TASK SET
1. In the text on Lumut Naval Shipyard, in which Malaysian state is Lumut located?
2. Reproduce the passage about Lumut Naval Shipyard from "Lumut Naval Shipyard (LUNAS)" up to and including "and offshore structures.".
3. Supply the next part of the text about Lumut Naval Shipyard, continuing from the point at which it stops.

** start of SELECTION **

Lumut Naval Shipyard
- Company type: State-owned enterprise
- Industry: Shipbuilding Defence
- Headquarters: Lumut, Malaysia
- Subsidiaries: See below: LUNAS Shiprepair; LUNAS Langkawi; LUNAS Yachts;

= Lumut Naval Shipyard =

Malaysian maritime company

Lumut Naval Shipyard (LUNAS) is a shipbuilding company owned by Malaysia. This company is located in Lumut, Perak which is one of the Royal Malaysian Navy (RMN) bases and has several other shipyards throughout Malaysia. The main business of LUNAS is the maintenance and manufacturing of ships as well as the construction of heavy engineering structures and offshore structures.

** end of SELECTION **
** start of SUPPLIED DATA **

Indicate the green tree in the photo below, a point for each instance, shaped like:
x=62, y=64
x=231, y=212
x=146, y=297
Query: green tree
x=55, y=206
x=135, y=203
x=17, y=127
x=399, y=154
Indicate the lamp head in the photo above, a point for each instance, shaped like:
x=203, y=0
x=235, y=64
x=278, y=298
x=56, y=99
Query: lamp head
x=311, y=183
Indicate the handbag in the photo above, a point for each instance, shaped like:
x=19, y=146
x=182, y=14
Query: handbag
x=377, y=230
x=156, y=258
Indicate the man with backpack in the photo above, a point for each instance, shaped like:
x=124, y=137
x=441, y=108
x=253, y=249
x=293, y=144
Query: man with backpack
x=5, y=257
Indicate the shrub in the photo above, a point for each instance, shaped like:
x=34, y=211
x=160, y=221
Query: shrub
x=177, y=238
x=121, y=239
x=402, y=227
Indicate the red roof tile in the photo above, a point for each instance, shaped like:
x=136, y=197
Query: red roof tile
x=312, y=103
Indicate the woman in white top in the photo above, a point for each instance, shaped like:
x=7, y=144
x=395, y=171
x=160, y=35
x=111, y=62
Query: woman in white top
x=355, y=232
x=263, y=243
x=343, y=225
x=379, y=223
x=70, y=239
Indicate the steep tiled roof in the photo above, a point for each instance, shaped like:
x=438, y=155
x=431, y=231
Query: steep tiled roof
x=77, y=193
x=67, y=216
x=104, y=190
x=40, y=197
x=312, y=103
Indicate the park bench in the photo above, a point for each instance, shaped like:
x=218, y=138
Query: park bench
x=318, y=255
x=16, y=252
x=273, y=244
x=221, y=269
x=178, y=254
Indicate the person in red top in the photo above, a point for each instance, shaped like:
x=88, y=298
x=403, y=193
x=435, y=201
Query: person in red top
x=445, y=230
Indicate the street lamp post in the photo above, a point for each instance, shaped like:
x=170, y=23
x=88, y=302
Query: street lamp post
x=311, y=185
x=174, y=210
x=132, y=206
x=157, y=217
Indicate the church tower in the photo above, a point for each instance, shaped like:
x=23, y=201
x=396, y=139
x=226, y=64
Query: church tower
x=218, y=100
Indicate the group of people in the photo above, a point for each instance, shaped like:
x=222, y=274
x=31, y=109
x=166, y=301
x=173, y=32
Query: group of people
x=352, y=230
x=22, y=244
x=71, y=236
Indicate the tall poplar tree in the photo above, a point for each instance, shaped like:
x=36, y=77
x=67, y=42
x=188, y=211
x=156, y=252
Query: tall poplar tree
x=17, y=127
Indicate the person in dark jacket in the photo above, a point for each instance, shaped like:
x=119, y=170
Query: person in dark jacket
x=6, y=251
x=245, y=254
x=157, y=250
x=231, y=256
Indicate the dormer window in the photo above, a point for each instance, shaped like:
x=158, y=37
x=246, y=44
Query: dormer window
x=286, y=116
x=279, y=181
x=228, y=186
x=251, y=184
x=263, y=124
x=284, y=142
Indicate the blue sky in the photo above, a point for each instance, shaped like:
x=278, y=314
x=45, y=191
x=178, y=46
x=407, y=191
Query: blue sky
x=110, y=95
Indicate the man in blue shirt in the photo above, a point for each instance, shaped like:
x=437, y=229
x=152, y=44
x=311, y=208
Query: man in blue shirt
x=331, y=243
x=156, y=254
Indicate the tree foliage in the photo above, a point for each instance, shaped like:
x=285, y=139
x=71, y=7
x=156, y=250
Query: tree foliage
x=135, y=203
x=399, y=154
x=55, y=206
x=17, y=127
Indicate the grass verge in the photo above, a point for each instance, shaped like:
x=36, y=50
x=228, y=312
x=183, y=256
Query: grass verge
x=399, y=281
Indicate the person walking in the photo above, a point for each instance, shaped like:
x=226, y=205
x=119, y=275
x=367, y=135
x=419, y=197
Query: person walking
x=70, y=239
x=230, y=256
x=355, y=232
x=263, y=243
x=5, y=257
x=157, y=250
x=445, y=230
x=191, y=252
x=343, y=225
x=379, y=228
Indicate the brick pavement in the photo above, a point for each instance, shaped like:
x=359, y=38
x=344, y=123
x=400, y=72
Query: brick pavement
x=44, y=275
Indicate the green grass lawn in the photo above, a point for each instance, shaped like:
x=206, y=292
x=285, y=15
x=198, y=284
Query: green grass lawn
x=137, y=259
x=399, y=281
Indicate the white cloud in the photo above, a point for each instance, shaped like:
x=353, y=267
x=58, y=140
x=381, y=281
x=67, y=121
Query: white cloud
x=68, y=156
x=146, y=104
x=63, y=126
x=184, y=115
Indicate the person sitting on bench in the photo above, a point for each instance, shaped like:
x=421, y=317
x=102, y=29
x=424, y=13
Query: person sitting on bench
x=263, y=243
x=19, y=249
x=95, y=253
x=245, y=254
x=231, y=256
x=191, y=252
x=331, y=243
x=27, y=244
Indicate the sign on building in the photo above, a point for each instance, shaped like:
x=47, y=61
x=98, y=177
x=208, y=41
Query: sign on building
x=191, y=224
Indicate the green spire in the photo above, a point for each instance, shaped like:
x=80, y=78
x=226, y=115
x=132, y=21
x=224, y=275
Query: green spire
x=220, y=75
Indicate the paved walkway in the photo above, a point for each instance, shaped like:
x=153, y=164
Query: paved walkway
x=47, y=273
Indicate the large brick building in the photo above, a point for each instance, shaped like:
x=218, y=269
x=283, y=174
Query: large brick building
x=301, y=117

** end of SUPPLIED DATA **
** start of SUPPLIED DATA **

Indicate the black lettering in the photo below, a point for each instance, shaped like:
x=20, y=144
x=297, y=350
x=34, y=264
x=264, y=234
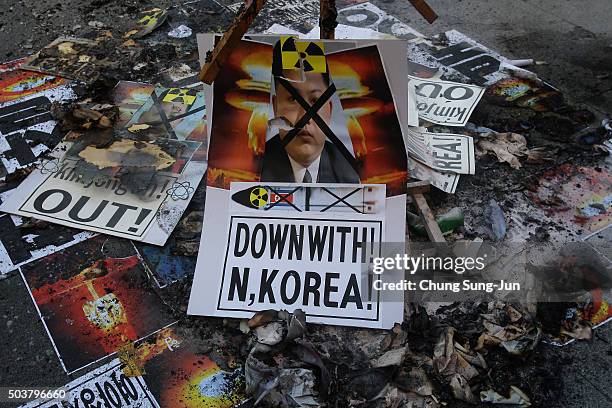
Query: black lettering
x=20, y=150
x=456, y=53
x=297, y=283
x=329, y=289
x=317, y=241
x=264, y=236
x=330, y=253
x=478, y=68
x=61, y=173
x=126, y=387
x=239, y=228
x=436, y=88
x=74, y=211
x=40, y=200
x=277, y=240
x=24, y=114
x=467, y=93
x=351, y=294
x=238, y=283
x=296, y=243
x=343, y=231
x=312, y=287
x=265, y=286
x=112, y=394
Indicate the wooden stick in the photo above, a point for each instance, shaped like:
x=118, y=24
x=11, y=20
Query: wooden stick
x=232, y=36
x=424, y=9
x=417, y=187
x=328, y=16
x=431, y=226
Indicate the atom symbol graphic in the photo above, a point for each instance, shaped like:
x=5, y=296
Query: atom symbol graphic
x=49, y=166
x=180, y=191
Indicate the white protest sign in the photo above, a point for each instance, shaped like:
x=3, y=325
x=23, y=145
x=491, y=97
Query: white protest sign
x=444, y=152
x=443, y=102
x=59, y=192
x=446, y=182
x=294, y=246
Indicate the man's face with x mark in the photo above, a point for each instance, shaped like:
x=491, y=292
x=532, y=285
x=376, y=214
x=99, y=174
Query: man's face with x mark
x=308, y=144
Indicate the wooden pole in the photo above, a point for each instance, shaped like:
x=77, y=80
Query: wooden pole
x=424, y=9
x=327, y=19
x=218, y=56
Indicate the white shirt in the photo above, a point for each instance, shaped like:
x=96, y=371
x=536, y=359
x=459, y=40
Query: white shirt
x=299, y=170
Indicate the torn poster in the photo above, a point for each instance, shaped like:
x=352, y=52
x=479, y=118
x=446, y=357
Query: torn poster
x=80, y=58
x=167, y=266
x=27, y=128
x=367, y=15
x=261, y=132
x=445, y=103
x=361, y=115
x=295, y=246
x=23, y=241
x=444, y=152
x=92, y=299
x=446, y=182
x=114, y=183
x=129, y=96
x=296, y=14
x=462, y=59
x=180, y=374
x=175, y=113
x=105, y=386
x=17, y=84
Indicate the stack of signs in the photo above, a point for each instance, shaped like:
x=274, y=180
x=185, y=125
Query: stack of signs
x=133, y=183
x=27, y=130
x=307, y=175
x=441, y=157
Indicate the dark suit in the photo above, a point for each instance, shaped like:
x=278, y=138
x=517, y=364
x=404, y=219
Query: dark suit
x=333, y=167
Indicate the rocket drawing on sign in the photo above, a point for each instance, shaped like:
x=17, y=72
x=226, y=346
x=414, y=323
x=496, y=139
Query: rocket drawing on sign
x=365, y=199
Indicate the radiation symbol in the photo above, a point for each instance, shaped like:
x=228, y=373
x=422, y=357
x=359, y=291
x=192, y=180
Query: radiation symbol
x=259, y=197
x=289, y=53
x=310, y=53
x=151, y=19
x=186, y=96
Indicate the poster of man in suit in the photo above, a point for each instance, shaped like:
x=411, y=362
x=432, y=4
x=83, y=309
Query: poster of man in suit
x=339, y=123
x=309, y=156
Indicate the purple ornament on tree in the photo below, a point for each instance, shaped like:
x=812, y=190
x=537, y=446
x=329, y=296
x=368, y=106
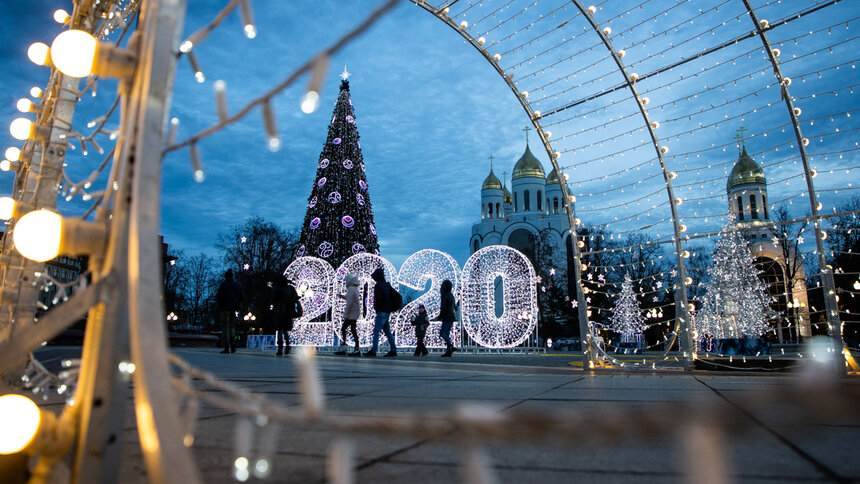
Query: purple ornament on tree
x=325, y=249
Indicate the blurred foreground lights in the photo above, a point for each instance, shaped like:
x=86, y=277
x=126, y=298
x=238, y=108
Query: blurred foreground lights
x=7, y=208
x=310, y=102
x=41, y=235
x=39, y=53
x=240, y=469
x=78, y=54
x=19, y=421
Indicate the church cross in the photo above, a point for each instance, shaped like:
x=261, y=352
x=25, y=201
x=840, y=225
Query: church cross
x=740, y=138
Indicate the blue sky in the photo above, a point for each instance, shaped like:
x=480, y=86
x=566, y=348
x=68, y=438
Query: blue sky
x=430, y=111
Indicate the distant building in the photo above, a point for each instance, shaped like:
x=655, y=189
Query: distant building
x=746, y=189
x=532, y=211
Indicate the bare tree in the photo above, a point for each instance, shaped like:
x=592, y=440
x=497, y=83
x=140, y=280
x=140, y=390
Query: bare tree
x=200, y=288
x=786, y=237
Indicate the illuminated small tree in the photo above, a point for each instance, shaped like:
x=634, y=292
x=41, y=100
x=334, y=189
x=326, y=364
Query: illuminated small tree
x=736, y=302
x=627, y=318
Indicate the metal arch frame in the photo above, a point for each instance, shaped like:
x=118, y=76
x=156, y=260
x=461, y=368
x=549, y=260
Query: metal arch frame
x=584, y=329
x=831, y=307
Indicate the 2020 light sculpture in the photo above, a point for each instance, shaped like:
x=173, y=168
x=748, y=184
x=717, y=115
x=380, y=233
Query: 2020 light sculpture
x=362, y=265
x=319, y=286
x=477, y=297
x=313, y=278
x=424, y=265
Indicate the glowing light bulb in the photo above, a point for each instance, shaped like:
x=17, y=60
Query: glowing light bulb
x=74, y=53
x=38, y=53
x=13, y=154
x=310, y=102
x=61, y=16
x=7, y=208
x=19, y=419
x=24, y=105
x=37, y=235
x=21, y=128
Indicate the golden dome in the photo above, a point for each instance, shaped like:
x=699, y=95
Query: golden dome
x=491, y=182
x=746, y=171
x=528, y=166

** end of SUPPLIED DATA **

RESULTS FOR EACH TASK
1. Perak

2.
Lumut Naval Shipyard (LUNAS) is a shipbuilding company owned by Malaysia. This company is located in Lumut, Perak which is one of the Royal Malaysian Navy (RMN) bases and has several other shipyards throughout Malaysia. The main business of LUNAS is the maintenance and manufacturing of ships as well as the construction of heavy engineering structures and offshore structures.

3.
==History==

This company began operations in 1984 and was known as the Royal Malaysia Navy Dockyard. The company was later incorporated in 1991 and privatized in 1995 as PSC-Naval Dockyard. In 2005, the management and financial crisis led to it being taken over by Boustead Holdings, which renamed it the Boustead Naval Shipyard (BNS). BNS was then placed under Boustead Holdings subsidiary Boustead Heavy Industries Corporation (BHIC). In 2024, BNS was fully taken over by the Government through the Ministry of Finance's company Ocean Sunshine Sdn Bhd and rebranded as Lumut Naval Shipyard (LUNAS). Within the same year, LUNAS assumed control of Boustead Langkawi Shipyard from BHIC and renamed it LUNAS Langkawi.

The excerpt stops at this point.